* [REQUIRED ACTION]: Transcribe the records below word for word, leaving every picture out.

━━━━━━━━━━━━━━━━

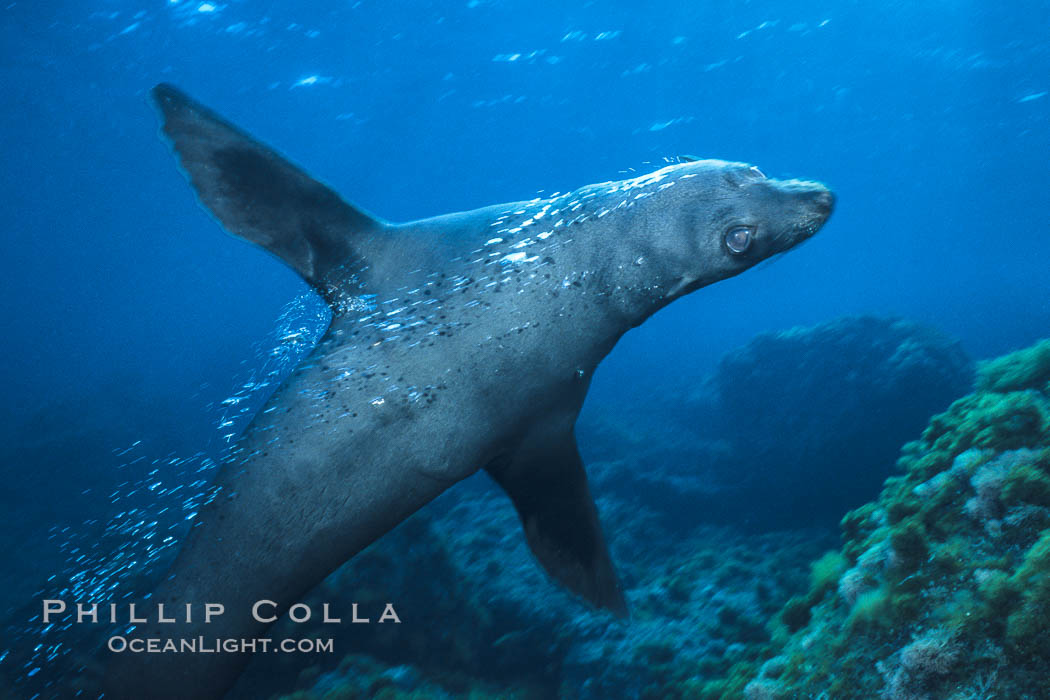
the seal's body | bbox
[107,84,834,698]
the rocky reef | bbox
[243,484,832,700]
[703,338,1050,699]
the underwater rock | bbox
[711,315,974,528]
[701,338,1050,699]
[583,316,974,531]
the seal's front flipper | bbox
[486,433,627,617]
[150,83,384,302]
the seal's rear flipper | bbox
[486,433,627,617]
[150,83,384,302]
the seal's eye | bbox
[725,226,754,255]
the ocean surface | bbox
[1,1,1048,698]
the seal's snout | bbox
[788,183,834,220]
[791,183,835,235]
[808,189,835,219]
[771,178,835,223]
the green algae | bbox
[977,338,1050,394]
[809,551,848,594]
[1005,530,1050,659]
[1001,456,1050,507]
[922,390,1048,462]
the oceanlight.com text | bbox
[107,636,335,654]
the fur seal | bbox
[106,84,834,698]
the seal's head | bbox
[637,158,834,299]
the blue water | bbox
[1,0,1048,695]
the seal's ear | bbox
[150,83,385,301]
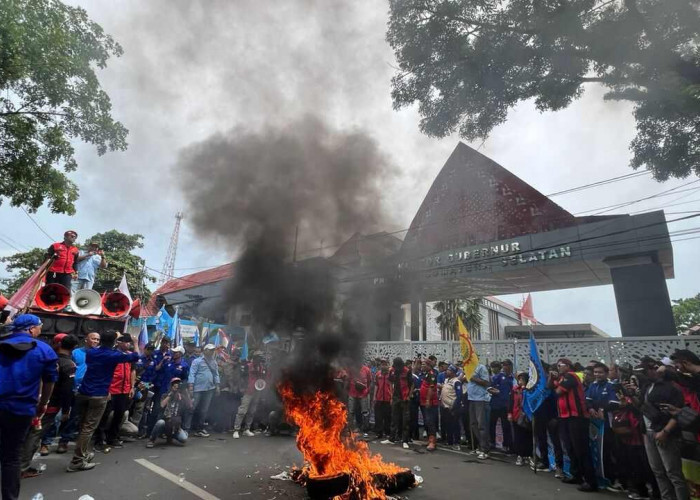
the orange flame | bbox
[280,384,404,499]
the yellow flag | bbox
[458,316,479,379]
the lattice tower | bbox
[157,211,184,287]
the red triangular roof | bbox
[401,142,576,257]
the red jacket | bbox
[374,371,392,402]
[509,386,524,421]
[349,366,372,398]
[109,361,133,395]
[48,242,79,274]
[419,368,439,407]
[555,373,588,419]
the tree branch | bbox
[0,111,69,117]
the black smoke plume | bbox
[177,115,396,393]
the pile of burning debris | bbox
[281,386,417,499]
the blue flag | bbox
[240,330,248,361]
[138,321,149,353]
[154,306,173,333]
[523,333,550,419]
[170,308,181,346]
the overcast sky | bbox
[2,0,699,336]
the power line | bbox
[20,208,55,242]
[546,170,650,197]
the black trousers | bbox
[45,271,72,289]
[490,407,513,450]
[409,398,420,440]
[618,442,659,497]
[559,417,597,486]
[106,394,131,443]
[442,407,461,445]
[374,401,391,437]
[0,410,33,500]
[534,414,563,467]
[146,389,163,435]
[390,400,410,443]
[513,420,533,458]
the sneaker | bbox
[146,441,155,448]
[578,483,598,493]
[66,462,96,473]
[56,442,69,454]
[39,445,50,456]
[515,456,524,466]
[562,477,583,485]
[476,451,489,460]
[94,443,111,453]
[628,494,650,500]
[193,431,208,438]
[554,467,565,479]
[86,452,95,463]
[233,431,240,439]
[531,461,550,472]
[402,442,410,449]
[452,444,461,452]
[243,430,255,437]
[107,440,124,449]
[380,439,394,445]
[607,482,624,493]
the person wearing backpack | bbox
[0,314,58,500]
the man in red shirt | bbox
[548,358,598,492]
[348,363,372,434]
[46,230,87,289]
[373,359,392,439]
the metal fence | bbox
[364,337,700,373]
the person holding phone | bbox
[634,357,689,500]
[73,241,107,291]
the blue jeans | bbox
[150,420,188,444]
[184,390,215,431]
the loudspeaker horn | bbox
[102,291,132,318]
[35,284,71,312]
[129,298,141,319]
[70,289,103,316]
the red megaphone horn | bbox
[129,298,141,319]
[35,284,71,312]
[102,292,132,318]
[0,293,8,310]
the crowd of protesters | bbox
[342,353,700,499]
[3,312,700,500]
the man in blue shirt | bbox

━━━━━━━━━━━━━━━━

* [SOLUTION TO THIS EXERCISE]:
the seal's body | bbox
[107,84,834,698]
the rocky reef | bbox
[243,484,832,700]
[703,338,1050,699]
the underwater rock | bbox
[711,315,974,528]
[701,338,1050,699]
[583,316,974,531]
the seal's front flipper | bbox
[486,433,627,617]
[150,83,384,302]
the seal's rear flipper | bbox
[486,433,627,617]
[150,83,384,302]
the seal's eye | bbox
[725,226,754,255]
the ocean surface | bbox
[1,1,1048,698]
the seal's snout | bbox
[788,183,834,220]
[791,183,835,235]
[808,189,835,219]
[771,178,835,223]
the green algae | bbox
[977,338,1050,394]
[809,551,848,594]
[1005,530,1050,659]
[1001,456,1050,507]
[922,390,1048,462]
the oceanlight.com text | bbox
[107,636,335,654]
the fur seal | bbox
[106,84,834,698]
the seal's head | bbox
[637,158,834,299]
the blue water | bbox
[1,0,1048,695]
the seal's ear | bbox
[150,83,385,301]
the orange flame | bbox
[280,384,404,499]
the yellow flag | bbox
[458,316,479,379]
the lattice tower | bbox
[157,211,184,287]
the red triangular roof | bbox
[401,142,576,257]
the red jacket | bbox
[374,371,392,402]
[509,386,524,421]
[349,366,372,398]
[109,361,133,395]
[48,242,79,274]
[419,368,439,407]
[555,373,588,419]
the tree branch | bbox
[0,111,69,117]
the black smoke plume | bbox
[177,115,396,393]
the pile of burning debris | bbox
[281,386,417,499]
the blue flag | bbox
[240,330,248,361]
[138,321,149,353]
[154,306,173,333]
[523,333,550,419]
[170,308,181,346]
the overcast sky | bbox
[2,0,699,336]
the power line | bbox
[20,208,55,242]
[546,170,650,197]
the black trousers | bbox
[45,271,72,289]
[490,407,513,450]
[409,398,420,440]
[618,442,659,497]
[559,417,597,486]
[106,394,131,443]
[442,407,461,445]
[374,401,391,437]
[0,410,33,500]
[534,414,563,467]
[146,389,163,435]
[390,400,410,443]
[513,420,533,458]
the sneaker | bbox
[146,441,155,448]
[578,483,598,493]
[66,462,96,473]
[56,442,69,454]
[39,445,50,456]
[515,456,524,466]
[562,477,583,485]
[476,451,489,460]
[94,443,111,453]
[628,494,650,500]
[193,431,208,438]
[554,467,565,479]
[86,452,95,463]
[233,431,240,439]
[531,461,550,472]
[402,442,410,449]
[452,444,461,452]
[243,430,255,437]
[107,440,124,449]
[380,439,394,445]
[607,482,624,493]
the person wearing backpack | bbox
[0,314,58,500]
the man in red shirt | bbox
[548,358,598,492]
[348,363,372,434]
[46,230,87,289]
[373,359,392,439]
the metal fence | bbox
[364,337,700,373]
the person holding phone | bbox
[634,357,689,500]
[73,241,107,291]
the blue jeans | bbox
[150,420,188,444]
[184,390,215,431]
the loudspeaker horn | bbox
[102,291,132,318]
[35,284,71,312]
[129,298,141,319]
[70,289,103,316]
the red megaphone horn | bbox
[129,298,141,319]
[35,284,71,312]
[102,292,132,318]
[0,293,8,310]
the crowd of protesters | bbox
[342,353,700,499]
[3,312,700,500]
the man in blue shirt | bbox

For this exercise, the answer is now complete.